··· DATA EXTRACT

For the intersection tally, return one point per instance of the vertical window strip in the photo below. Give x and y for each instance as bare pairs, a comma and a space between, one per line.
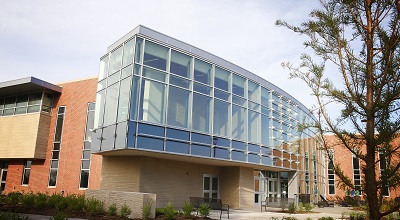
26, 172
55, 153
383, 166
356, 174
331, 174
85, 161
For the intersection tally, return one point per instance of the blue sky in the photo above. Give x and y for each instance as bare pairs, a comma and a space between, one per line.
60, 41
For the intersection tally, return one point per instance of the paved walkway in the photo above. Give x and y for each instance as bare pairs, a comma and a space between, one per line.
255, 214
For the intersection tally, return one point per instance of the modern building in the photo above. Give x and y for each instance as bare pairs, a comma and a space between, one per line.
353, 168
167, 119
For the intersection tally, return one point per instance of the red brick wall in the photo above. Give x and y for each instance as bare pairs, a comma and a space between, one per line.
75, 96
345, 158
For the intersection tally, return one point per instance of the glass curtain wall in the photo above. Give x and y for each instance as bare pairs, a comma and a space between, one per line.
145, 89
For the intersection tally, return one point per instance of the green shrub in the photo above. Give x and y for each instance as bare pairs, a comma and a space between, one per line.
14, 198
125, 211
41, 200
326, 218
58, 216
75, 202
12, 216
160, 211
204, 210
147, 209
112, 209
308, 207
187, 209
292, 208
94, 206
169, 211
28, 200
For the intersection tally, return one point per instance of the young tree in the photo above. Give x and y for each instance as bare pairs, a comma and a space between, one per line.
362, 39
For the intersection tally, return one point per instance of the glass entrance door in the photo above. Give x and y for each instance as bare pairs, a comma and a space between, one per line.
260, 190
210, 186
272, 188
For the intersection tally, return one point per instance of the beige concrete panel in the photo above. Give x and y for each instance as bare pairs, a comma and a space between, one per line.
229, 186
18, 135
120, 173
134, 200
173, 181
246, 184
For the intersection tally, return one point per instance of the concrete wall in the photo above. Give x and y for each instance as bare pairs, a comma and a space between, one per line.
134, 200
246, 187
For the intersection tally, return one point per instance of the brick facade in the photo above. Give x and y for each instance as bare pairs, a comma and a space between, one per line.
75, 96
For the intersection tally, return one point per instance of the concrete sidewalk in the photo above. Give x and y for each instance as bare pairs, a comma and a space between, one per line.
255, 214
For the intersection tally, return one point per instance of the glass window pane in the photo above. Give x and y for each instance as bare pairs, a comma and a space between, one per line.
10, 102
238, 145
202, 89
265, 130
221, 95
22, 100
180, 64
152, 105
202, 72
128, 52
115, 61
99, 113
206, 185
221, 142
103, 68
120, 139
253, 127
138, 50
150, 143
127, 71
201, 138
221, 80
201, 112
238, 155
253, 148
200, 150
110, 111
107, 142
177, 147
238, 122
221, 153
238, 85
134, 98
151, 130
34, 108
153, 74
221, 118
21, 110
253, 90
177, 134
113, 78
53, 177
85, 164
239, 101
179, 81
84, 179
253, 158
178, 108
155, 56
124, 96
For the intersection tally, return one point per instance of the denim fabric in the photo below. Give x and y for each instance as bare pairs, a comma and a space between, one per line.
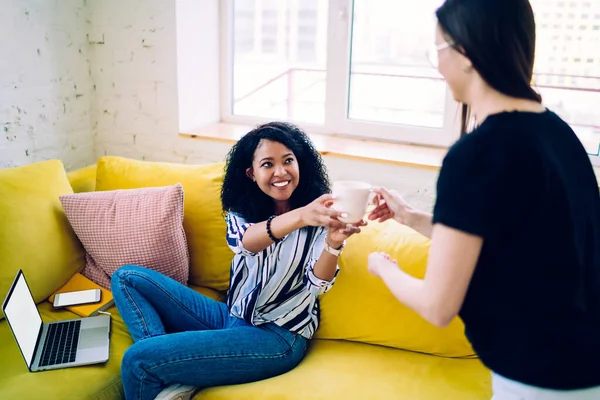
181, 336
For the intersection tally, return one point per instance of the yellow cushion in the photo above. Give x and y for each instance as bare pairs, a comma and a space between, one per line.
35, 235
359, 306
100, 382
203, 219
336, 369
83, 180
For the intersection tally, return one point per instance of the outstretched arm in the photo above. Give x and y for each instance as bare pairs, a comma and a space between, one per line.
439, 296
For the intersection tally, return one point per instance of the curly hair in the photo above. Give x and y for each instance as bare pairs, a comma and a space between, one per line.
240, 195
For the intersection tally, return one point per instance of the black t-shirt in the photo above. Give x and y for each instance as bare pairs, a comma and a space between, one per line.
524, 183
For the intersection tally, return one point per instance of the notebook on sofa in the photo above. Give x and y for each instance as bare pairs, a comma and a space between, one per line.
80, 282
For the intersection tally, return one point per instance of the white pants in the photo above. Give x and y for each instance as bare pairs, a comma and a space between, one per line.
506, 389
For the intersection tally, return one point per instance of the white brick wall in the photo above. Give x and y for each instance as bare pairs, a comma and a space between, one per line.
45, 85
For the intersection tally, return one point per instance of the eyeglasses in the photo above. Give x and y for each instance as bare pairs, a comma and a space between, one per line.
434, 50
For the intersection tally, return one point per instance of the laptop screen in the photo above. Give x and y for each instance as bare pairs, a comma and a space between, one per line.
23, 317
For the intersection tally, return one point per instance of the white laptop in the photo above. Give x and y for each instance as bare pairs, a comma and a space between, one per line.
53, 345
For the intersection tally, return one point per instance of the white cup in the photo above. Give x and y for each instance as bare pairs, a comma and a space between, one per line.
352, 198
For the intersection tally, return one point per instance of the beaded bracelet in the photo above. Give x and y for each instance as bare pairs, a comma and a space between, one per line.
273, 238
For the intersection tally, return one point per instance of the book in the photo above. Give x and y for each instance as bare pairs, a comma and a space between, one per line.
80, 282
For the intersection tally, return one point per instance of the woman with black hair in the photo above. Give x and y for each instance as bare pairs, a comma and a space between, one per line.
515, 230
286, 241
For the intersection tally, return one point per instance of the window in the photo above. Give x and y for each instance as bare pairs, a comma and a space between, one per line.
351, 67
574, 92
361, 67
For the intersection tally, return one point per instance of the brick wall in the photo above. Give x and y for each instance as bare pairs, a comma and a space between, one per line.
45, 85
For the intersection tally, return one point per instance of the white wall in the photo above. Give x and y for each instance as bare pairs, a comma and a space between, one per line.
45, 86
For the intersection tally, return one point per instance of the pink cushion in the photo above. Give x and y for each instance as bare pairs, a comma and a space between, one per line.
140, 226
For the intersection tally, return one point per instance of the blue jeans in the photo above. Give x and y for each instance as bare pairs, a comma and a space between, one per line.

······

= TO BE DONE =
Without including any pictures, output all the entries above exactly.

= FINAL ANSWER =
For the intersection tally, return one point per instance of the vertical window strip in the photo below. Give x and y for each instance as bare pairs, a comma and a space between, one per line.
26, 172
55, 153
383, 166
356, 174
331, 174
85, 161
For the intersection tally, return one point per instance of the blue sky in the photo above. Give x and y for each instance as bare pairs, a comma and a space between, one per line.
60, 41
For the intersection tally, return one point per instance of the paved walkway in the photo above. Give x and y for each instance as bare pairs, a comma and a space between, one per line.
255, 214
For the intersection tally, return one point per instance of the modern building in the photo above. Give x and y for each instance as bare pairs, a comma and a space between, one per line.
353, 168
167, 119
For the intersection tally, return one point per instance of the red brick wall in the photo above. Give x and y for each instance as bare pairs, a comma and a space between, one per line.
75, 96
345, 158
For the intersection tally, return one point per instance of the glass curtain wall in the photo above. Give x and y for each instance as bare pairs, a comma and a space between, one per line.
145, 89
For the intersection tally, return one point per instance of the green shrub in the photo above. Give x and y for each instance as bare pairs, a comma and a space between, one per line.
14, 198
125, 211
41, 200
326, 218
58, 216
75, 202
12, 216
160, 211
204, 210
147, 209
112, 209
308, 207
187, 209
292, 208
94, 206
169, 211
28, 200
For the intersection tally, return one point per instance of the young tree in the photo above. Give x and y for each instance as bare pairs, a comma and a space between, one per line.
362, 39
For the intersection tally, return one point per instance of the glass entrance door in the photo above. Give x and y for each instance as bare pairs, a comma and a space between, one per line.
260, 190
210, 186
272, 188
For the intersection tally, return one point per instance of the beige concrete panel in the photo above. Give x and y for each instance as bare pairs, a comma and a space between, one per line.
229, 186
18, 135
120, 173
134, 200
173, 181
246, 184
For the intersection tally, return one point per instance of the concrete wall in the photo above. Give x and y for each instance as bare pairs, a comma and a space between, one per line.
134, 200
246, 187
For the intersection tally, return one point per instance of the brick facade in the photo above. Give x and y for each instance as bare pairs, a comma and a space between, one per line.
75, 96
For the intersection tally, return one point per instance of the concrete sidewalk in the photo above. Give x and y for each instance as bare pairs, a comma and a space between, one per line.
255, 214
For the intersection tally, return one point per instance of the glass window pane in the photo above. Give x and y for each instance as bare pairs, a comma and a space between, one per line.
10, 102
238, 145
202, 89
265, 130
221, 95
22, 100
180, 64
152, 105
202, 72
128, 52
115, 61
99, 113
206, 185
221, 142
103, 68
120, 139
253, 127
138, 50
150, 143
127, 71
201, 138
221, 80
201, 112
238, 155
253, 148
200, 150
110, 111
107, 142
177, 147
238, 122
221, 153
238, 85
134, 98
151, 130
34, 108
153, 74
221, 118
21, 110
253, 90
177, 134
113, 78
53, 177
85, 164
239, 101
179, 81
84, 179
253, 158
178, 108
155, 56
124, 96
For the intersection tally, return one point per instance of the denim fabric in the photo below. Give x and y for each instance as bare pairs, a comma and a space between, one per line.
181, 336
For the intersection tally, return one point per instance of the yellow cushion in the photo above. Give x and y for each instance as bare pairs, a comma and a space between, one per line.
35, 235
359, 306
100, 382
203, 219
336, 369
83, 180
For the intersection tally, return one point per instance of the outstretched arm in the photo above. Give x and y for each instance as bare pairs, a comma and a space between, one per line.
439, 296
For the intersection tally, return one point per instance of the curly hair in the photo above. Give x and y for each instance as bare pairs, a comma and a space between, one per line.
240, 195
For the intersection tally, return one point per instance of the black t-shirt in the photo above. Give x and y for each instance as bare pairs, a comma and a space between, one per line.
524, 183
For the intersection tally, return one point per instance of the notebook on sofa in the photo above. Give x and y for each instance as bare pairs, a comma and a space between, one per line.
80, 282
For the intersection tally, return one point per instance of the white pants in the photo above. Give x and y for each instance as bare pairs, a comma and a space between, one per line.
506, 389
For the intersection tally, return one point per instance of the white brick wall in the photo above. Give x and y for each instance as bare pairs, a comma and a space between, one per line.
45, 85
For the intersection tally, return one point per instance of the eyeglasses in the photo above. Give x and y for each instance as bare pairs, a comma and a space between, one per line.
434, 50
For the intersection tally, return one point per instance of the laptop screen in the photo above. Give x and y for each instance as bare pairs, a comma and a space between, one per line.
23, 317
For the intersection tally, return one point per instance of the white laptop in the photo above. Give x and y for each instance as bare pairs, a comma and a space between, one per line.
53, 345
For the intersection tally, return one point per instance of the white cup in the photo above. Give x and y for each instance as bare pairs, a comma and a space between, one per line.
352, 198
For the intersection tally, return one point per instance of the beaded bracelet in the photo above. Give x and y for each instance as bare pairs, a comma and a space between, one per line.
273, 238
For the intersection tally, return one point per instance of the book in the photo above. Give x and y for each instance as bare pairs, a comma and a space between, one per line.
80, 282
For the intersection tally, return one point per instance of the woman with black hair in the photo above. Give x and y for each instance as bare pairs, a comma and a space between, one per line.
515, 230
286, 241
For the intersection tally, return one point per instance of the window in the photo above. Give x and y for each instance as bare pairs, a comma and a space between, one per line.
351, 67
574, 92
361, 67
For the intersection tally, return one point per instance of the brick wall in the photo above. Give x and y for each instance as bare pairs, a comma and a space between, one per line.
45, 85
For the intersection tally, return one point per instance of the white wall in the photo above. Give x and y for each instance as bare pairs, a comma and a space between, one per line.
45, 86
For the intersection tally, return one point per instance of the pink cushion in the photo above. Give x and y for each instance as bare pairs, a comma and a space between, one per line.
140, 226
For the intersection tally, return one point per instance of the blue jeans in the photo above. Give x and y for each instance as bare pairs, a comma and a space between, one per line.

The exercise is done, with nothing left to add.